L’anima dell’arte è il corpo

“L’impressione che nutre la poesia è sempre mutevole, nel disegno invece è una, e in sé più effimera”. “Solo dalla libera resa dei corpi si sviluppa un autentico senso dell’arte… I più importanti maestri, soprattutto nell’antichità, … erano sommi interpreti di corpi vestiti in quanto esperti del nudo”.
Una silloge di “Pensieri sull’arte” divagatori e pratici insieme. Il disegno di Raffaello è “preparatorio”. Quello di Dürer è già “un’espressione artistica”: non vuole “altro mezzo figurativo dal chiaroscuro”, “evocherà i colori, ma senza tradurli” – con un’ambizione perfino superiore: “Sa che il colore della realtà distruggerebbe proprio quel mondo spirituale che fra tutte le arti il disegno soltanto condivide con la poesia”.

Materiale fornito:
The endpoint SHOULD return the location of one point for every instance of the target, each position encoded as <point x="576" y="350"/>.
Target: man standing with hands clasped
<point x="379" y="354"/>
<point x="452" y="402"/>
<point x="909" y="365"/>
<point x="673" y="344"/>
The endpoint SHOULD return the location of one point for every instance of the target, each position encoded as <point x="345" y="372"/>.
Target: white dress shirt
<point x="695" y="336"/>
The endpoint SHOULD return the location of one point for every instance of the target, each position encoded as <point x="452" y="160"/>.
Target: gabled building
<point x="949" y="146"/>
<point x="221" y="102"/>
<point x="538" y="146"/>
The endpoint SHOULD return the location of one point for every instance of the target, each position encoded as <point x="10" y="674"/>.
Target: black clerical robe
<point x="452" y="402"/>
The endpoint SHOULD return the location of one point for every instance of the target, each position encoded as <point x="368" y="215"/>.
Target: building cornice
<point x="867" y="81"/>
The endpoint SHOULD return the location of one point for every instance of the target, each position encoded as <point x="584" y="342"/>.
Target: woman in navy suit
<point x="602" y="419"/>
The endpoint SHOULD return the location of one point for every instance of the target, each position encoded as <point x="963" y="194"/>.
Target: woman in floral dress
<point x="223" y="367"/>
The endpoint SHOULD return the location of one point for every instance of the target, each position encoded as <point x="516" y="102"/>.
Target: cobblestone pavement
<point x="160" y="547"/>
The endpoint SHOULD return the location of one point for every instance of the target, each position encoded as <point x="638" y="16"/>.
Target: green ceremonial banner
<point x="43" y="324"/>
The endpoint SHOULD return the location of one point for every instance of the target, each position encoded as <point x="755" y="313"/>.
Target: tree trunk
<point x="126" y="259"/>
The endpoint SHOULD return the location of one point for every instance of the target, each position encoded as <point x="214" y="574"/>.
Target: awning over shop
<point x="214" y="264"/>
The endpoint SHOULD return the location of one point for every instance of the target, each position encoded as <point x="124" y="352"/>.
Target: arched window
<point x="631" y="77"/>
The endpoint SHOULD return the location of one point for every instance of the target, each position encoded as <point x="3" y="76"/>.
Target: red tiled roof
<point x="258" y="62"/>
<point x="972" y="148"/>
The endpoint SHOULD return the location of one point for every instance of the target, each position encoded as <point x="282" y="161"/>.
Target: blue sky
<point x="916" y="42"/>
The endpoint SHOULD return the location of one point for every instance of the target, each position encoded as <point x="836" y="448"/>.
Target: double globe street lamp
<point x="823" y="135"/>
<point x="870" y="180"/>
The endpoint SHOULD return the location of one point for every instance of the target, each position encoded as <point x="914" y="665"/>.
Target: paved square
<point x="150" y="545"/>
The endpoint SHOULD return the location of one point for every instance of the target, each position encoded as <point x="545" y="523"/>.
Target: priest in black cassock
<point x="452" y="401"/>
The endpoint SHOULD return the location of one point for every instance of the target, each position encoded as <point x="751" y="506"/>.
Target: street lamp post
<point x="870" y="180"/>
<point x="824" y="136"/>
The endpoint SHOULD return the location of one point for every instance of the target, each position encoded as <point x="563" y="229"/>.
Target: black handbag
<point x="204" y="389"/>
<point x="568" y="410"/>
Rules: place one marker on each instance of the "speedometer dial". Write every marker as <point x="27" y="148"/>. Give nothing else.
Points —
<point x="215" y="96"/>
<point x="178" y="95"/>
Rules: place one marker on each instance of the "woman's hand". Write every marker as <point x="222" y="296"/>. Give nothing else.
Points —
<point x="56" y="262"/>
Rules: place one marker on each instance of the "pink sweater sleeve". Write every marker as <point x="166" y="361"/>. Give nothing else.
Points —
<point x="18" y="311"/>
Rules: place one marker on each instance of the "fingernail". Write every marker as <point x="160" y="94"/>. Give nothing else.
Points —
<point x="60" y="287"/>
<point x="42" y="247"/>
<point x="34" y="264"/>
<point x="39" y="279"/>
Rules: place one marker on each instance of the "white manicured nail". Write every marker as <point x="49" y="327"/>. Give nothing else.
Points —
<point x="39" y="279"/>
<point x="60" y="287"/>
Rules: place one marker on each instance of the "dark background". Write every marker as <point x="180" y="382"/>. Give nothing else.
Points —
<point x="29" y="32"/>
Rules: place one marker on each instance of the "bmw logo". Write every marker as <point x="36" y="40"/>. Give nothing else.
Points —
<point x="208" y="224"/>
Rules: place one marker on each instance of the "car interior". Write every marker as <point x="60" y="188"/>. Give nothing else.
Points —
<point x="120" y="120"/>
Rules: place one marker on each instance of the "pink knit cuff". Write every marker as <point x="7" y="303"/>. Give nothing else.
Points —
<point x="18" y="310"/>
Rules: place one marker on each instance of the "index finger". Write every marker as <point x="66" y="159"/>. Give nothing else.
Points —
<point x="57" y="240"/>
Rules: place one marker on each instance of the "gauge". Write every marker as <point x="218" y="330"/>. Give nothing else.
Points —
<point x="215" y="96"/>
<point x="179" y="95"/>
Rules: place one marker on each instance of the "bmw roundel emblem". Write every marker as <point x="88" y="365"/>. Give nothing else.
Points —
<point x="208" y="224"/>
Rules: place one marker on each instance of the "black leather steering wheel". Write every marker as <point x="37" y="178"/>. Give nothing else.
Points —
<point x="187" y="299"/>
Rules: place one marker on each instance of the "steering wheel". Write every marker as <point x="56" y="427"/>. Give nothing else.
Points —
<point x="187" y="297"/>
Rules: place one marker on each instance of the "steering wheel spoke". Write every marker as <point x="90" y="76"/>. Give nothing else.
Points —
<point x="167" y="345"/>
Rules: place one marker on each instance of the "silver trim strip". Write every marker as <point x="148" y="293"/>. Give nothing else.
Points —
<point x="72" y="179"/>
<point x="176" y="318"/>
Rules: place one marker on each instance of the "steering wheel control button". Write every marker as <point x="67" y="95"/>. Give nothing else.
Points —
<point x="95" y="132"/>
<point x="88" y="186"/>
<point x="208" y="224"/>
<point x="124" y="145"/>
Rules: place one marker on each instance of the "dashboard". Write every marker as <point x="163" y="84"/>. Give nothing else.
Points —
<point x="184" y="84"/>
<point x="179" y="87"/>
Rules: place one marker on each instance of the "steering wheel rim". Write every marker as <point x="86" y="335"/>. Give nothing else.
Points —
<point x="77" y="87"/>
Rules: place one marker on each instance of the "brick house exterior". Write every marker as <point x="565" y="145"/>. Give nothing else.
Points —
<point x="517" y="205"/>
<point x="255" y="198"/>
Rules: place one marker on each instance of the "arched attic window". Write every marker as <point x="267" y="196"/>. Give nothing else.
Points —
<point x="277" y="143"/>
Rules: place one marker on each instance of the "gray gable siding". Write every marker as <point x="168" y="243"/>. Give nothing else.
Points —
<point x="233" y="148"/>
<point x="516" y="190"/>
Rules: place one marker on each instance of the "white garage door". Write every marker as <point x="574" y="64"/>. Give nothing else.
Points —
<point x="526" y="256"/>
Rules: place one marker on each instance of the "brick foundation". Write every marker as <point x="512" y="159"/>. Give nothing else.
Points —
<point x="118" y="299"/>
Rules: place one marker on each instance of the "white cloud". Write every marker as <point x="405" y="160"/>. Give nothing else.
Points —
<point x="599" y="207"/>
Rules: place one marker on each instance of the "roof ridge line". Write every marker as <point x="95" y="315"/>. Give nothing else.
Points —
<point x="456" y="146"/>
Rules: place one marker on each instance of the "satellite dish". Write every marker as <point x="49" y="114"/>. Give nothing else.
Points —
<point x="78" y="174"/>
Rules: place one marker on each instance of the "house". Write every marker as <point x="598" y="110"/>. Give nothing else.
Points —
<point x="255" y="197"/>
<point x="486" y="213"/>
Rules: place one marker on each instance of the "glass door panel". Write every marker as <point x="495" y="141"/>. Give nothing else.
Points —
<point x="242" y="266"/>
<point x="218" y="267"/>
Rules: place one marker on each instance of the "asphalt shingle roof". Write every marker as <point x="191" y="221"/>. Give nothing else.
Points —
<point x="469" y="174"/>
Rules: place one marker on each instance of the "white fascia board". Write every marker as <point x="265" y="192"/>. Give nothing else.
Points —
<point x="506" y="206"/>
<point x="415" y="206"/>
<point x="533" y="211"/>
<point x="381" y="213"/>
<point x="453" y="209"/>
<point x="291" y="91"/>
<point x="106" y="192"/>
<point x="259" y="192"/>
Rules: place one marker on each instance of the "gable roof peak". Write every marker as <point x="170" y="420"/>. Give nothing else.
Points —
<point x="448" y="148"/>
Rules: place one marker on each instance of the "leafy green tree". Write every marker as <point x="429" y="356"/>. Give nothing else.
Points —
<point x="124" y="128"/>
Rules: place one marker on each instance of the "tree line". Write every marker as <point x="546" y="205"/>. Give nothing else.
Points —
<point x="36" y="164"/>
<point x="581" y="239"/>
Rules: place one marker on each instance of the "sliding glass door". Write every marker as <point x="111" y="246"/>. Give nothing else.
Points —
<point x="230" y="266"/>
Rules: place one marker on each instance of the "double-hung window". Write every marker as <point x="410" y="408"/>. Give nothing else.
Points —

Consegna:
Quali passi tra virgolette riferiti al disegno di Dürer compaiono nel testo? Elencali tutti.

Soluzione:
- "un’espressione artistica"
- "altro mezzo figurativo dal chiaroscuro"
- "evocherà i colori, ma senza tradurli"
- "Sa che il colore della realtà distruggerebbe proprio quel mondo spirituale che fra tutte le arti il disegno soltanto condivide con la poesia"